[[ Selected excerpt, beginning ]]

Steve Vai injured himself and needed surgery after holding a difficult chord and ”meditating on” it for 20 minutes

Steve Vai
(Image credit: Tim Mosenfelder/Getty Images)

In what might be the most literal example of the term sustaining an injury, Steve Vai has injured his hand while fretting a difficult guitar chord and holding it for 20 minutes.

Vai says he was ”meditating on” the chord when time got away from him, and after taking his hand off the fingerboard he discovered he had developed trigger finger. The US maestro was speaking to Tyler Wilson of Music Is Win for season 2 of its Guitar Villains YouTube show, when he revealed his musical misadventure.

It all started with the acoustic guitar and some experimentation. After all, what is Steve Vai if not a frontiersman for new techniques and sounds?

“It is a lot harder to play the acoustic guitar than I thought,“ said Vai. “There is nothing virtuosic in it. But that’s how I screwed up my hand. I was doing this fun thing and I had to put my thumb in this really weird position, and I had to kind of hold this chord, really for a long time. I was meditating on it. And I knew it was a hard position, and I kept on sitting there and playing it and playing it.“

According to Vai, 20 minutes pass, long enough to have sprained the tendons and developed trigger finger so severe that he needed surgery to correct it. Mild cases typically involve a splint. But Vai says the operation was a success. He's just going to have to wait it out before he can start fretting chords again.

[[ Selected excerpt, end ]]
[[ Excerpted data, beginning ]]

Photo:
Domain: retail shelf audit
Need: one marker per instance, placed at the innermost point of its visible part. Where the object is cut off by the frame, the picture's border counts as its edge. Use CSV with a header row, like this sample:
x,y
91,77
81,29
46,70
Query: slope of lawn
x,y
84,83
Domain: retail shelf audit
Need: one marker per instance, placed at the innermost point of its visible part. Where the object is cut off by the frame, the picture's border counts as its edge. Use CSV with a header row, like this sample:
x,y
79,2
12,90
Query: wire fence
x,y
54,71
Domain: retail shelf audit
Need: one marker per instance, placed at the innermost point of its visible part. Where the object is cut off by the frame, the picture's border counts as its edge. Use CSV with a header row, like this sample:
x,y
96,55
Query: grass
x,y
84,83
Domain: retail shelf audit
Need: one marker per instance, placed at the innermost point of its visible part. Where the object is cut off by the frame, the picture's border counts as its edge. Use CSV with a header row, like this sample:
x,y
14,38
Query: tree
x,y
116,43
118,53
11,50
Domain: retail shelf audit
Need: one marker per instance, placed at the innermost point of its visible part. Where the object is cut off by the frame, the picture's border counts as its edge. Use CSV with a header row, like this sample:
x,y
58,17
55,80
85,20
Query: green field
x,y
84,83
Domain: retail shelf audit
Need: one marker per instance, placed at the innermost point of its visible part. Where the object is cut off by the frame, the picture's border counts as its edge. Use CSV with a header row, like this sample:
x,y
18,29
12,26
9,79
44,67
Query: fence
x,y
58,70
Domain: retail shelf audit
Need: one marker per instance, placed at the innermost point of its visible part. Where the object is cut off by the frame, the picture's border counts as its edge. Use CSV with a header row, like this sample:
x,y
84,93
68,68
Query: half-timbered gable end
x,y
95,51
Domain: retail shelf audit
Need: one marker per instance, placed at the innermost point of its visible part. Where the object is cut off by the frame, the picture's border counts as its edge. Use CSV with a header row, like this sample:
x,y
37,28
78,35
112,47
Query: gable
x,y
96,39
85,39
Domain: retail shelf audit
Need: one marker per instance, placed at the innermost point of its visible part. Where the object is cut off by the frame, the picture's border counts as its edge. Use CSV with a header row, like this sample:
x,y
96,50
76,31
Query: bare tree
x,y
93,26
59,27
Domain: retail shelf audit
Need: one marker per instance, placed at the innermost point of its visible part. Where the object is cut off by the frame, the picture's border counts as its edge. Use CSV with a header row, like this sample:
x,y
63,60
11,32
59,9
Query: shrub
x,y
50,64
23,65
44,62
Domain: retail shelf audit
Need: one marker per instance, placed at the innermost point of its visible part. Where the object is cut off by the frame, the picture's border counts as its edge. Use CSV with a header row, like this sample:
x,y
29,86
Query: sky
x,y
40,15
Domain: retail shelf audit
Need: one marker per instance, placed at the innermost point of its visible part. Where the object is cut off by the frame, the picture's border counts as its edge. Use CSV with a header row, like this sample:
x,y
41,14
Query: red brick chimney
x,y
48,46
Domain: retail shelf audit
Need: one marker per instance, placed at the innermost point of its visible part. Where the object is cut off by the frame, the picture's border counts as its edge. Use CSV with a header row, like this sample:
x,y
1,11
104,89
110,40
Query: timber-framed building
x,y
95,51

[[ Excerpted data, end ]]

■ Brief A: Using the article on Steve Vai's hand injury, explain in one to three sentences why Vai needed surgery.
■ Brief B: Reproduce the passage of the Steve Vai article word for word, from "In what might" up to and including "techniques and sounds?".
■ Brief C: Pick up the article on Steve Vai's hand injury and continue it past its final sentence.

■ Exercise output A: Vai held a difficult chord on the acoustic guitar, with his thumb in a really weird position, for about 20 minutes while meditating on it. That was long enough to sprain the tendons and develop trigger finger so severe that it took surgery to correct.

■ Exercise output B:
In what might be the most literal example of the term sustaining an injury, Steve Vai has injured his hand while fretting a difficult guitar chord and holding it for 20 minutes.

Vai says he was ”meditating on” the chord when time got away from him, and after taking his hand off the fingerboard he discovered he had developed trigger finger. The US maestro was speaking to Tyler Wilson of Music Is Win for season 2 of its Guitar Villains YouTube show, when he revealed his musical misadventure.

It all started with the acoustic guitar and some experimentation. After all, what is Steve Vai if not a frontiersman for new techniques and sounds?

■ Exercise output C:
”They did the operation, and they cut in there, and the guy is fooling around with everything in there and it’s really bizarre, but it’s all fine. It was something very simple that they can fix. But I won’t be able to play for a while.”

Nonetheless, he has a lot of music in works. In the interview, he spoke about stripping everything back for a minimalist acoustic album, and he has also revealed plans for an album of eight-string material. This enforced lay-off, however, might give Vai a chance to use his practice technique that you can do without a guitar.

Jonathan Horsley

Jonathan Horsley has been writing about guitars and guitar culture since 2005, playing them since 1990, and regularly contributes to MusicRadar, Total Guitar and Guitar World. He uses Jazz III nylon picks, 10s during the week, 9s at the weekend, and shamefully still struggles with rhythm figure one of Van Halen’s Panama.